■ **WHAT THE TASK ASKS**:
The records below must be written out exactly, with every picture left behind.
(DATA RECORDS begins)
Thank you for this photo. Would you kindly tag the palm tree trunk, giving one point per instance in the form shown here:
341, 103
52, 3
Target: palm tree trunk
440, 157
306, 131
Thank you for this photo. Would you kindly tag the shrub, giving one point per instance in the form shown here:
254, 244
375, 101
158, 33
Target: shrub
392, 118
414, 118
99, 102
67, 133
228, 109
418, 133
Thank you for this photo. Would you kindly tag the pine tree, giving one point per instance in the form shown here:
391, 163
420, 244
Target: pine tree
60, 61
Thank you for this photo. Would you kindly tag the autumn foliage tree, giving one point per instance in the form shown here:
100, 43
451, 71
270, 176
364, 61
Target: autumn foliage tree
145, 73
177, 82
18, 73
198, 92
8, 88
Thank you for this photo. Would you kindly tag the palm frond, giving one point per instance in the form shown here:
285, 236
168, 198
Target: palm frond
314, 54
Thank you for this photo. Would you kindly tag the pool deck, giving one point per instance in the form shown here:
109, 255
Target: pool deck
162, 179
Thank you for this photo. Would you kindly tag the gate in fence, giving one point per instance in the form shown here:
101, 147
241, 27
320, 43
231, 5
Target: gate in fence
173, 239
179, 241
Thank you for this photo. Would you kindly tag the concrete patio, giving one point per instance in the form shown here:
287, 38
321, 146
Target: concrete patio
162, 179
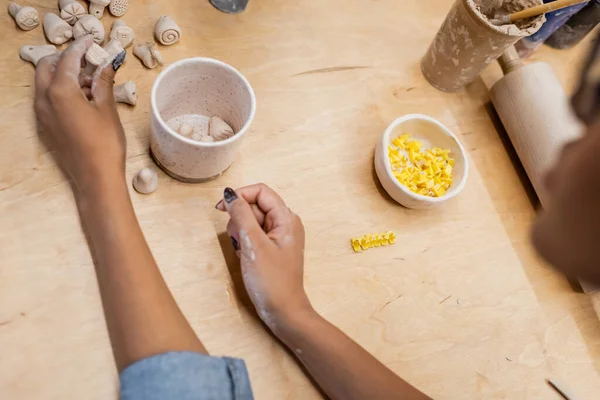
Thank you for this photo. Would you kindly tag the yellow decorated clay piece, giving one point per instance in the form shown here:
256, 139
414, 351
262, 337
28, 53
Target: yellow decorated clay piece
427, 172
372, 240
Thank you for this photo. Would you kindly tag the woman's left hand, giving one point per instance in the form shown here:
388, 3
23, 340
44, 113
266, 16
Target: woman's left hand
79, 116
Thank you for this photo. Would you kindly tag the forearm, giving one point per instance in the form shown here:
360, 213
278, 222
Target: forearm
342, 368
141, 314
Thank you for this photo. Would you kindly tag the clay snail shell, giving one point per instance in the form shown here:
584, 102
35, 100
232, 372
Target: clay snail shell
122, 33
219, 129
88, 25
126, 93
94, 57
113, 47
26, 18
149, 54
167, 31
71, 11
57, 31
34, 54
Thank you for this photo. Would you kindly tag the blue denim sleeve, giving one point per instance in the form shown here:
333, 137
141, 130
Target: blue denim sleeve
186, 376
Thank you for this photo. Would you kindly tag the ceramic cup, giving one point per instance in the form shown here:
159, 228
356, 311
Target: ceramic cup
206, 87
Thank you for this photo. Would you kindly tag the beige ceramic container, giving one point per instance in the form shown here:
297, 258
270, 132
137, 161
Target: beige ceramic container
467, 42
205, 87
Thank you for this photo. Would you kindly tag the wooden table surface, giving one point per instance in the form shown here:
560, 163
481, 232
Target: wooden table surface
460, 307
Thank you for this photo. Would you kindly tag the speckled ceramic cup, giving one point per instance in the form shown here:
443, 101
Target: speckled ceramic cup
199, 86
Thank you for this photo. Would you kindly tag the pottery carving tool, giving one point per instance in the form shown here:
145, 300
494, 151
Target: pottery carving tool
230, 6
502, 19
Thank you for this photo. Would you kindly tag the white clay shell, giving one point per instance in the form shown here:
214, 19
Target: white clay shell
118, 8
219, 129
126, 93
34, 54
145, 181
167, 31
122, 33
88, 25
57, 31
97, 7
71, 11
113, 47
94, 57
149, 54
26, 18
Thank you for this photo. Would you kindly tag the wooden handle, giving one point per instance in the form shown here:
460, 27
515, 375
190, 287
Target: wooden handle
543, 9
510, 60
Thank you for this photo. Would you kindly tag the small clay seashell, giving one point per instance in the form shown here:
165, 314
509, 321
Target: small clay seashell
118, 8
34, 54
94, 57
126, 93
88, 25
71, 11
26, 18
145, 181
149, 54
122, 33
113, 47
57, 31
97, 7
219, 129
167, 31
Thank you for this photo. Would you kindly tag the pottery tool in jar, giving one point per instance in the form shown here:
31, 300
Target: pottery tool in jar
467, 41
505, 18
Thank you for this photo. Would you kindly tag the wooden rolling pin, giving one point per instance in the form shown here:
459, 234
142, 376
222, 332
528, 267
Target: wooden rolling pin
537, 116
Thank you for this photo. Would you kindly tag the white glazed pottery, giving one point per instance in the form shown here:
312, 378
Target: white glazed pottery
433, 134
199, 86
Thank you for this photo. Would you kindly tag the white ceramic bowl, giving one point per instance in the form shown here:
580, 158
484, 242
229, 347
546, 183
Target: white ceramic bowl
433, 134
(DATA RECORDS ends)
■ **WRITTEN RESPONSE**:
Thank you for this photo. Would you kindly tag the palm tree trunk, giving one point per instance in the form shown here:
341, 103
52, 3
Target: palm tree trunk
440, 157
306, 131
Thank you for this photo. Would you kindly tag the shrub, giving one point per instance in the form shown here:
254, 244
375, 101
158, 33
Target: shrub
392, 118
414, 118
99, 102
67, 133
228, 109
418, 133
Thank you for this photo. Would you kindly tag the pine tree, giving one point per instance in the form shown here:
391, 163
420, 244
Target: pine tree
60, 61
Thank you for this photo. Would you kindly tag the autumn foliage tree, giving one point per instance in the form shown here:
100, 43
451, 71
270, 176
364, 61
Target: autumn foliage tree
145, 73
177, 82
18, 73
198, 92
8, 88
Thank you for this photo. Would you kindly tag the palm frond, giving one point per instance in the form shown here:
285, 236
168, 198
Target: palm frond
314, 54
Thank you for this photo. Would you kindly tag the pool deck, giving one point per instance in the form shown here:
109, 255
Target: pool deck
162, 179
Thank you for this photo. Would you kindly tag the gate in fence, giving one point per instance in the form shown here:
101, 147
241, 27
320, 43
231, 5
Target: gate in fence
173, 239
179, 241
Thank you for this photo. Would you kindly tag the concrete patio, giving one point per instance in the form shown here:
287, 38
321, 146
Target: concrete patio
162, 179
Thank you for this photo. Would you kindly tag the yellow decorated clay piece, giving one point per instance in the form shown here:
256, 139
414, 351
262, 337
28, 53
Target: yellow decorated clay piece
427, 172
372, 240
Thank you for this photo. Would you kindly tag the woman's left hand, giving one point per instance in the form shown here:
388, 3
23, 340
44, 113
266, 16
Target: woman's left hand
79, 116
Thank you for this photo. Would you kindly tag the forearm, giving one point per instance in the form shown here:
360, 213
278, 222
Target: forearm
342, 368
141, 314
Thank you for this photo. Would you kindly tag the clay snail shell, giving one point per instance in the form shown here:
584, 102
35, 100
232, 372
Target: clay snail shell
122, 33
219, 129
88, 25
126, 93
94, 57
113, 47
26, 18
149, 54
167, 31
71, 11
57, 31
34, 54
Thank you for this photo. Would you kindly tag the blue denim sleeve, giving one point per instance in the form shown here:
333, 137
141, 130
Target: blue denim sleeve
186, 376
Thank you for this photo. Would you kindly tag the ceramic cup, giving one point per instance in the form shown here:
159, 228
356, 311
Target: ceramic cup
206, 87
Thank you for this photo. Would you kindly tag the beige ceramic container, giving one point per instance in the form shown here:
297, 258
270, 132
137, 161
Target: beige ceramic container
467, 42
205, 87
Thank you for this photo. Would you kindly tag the wooden table surface, giving one point per instance in the form shown here:
560, 163
481, 232
Target: wooden table surface
460, 307
Thank you for this photo. Would you kindly tag the speckled ceramic cup, giving one point per instance in the form shown here:
443, 101
Target: speckled ceramic cup
199, 86
Thank you for this photo. Would you kindly tag the pottery carving tool, giving one point per instance in the form shown here:
145, 300
494, 151
Target: pottery carving tool
230, 6
502, 19
Thank you for this photo. Would you kindly tag the white clay shell, giving one point per instance in the form shown here:
214, 19
Target: white clay shell
118, 8
219, 129
126, 93
34, 54
145, 181
167, 31
122, 33
88, 25
57, 31
97, 7
71, 11
113, 47
94, 57
149, 54
26, 18
Thank you for this photo. Would you kindly tag the wooden handle, giving one point per instance in the form shown here:
460, 27
515, 375
190, 287
Target: wooden handle
543, 9
510, 60
Thank you for this photo. Would you kindly tag the small clay seashell, giving one point per instance in the form shown here:
165, 314
509, 321
Target: small clay seashell
118, 8
34, 54
94, 57
126, 93
88, 25
71, 11
26, 18
145, 181
149, 54
122, 33
113, 47
57, 31
97, 7
219, 129
167, 31
Thank you for this photo. Would you kindly tag the pottery tool in jar, giving one point per instance in the form shown here:
31, 300
Target: pottery tool in jar
467, 41
505, 18
Thank you for this photo. Would you kindly tag the wooden rolling pin, giving one point per instance in the form shown here:
459, 234
142, 376
222, 332
528, 267
Target: wooden rolling pin
537, 116
Thank you for this photo. Would you kindly tag the white glazed pottery, giving one point per instance in the form shown here:
312, 378
Target: white glazed pottery
433, 134
199, 86
Thank you for this photo. Would you kindly tag the white ceramic bowl, giving one point per instance in the form shown here:
580, 158
484, 242
229, 347
546, 183
Target: white ceramic bowl
433, 134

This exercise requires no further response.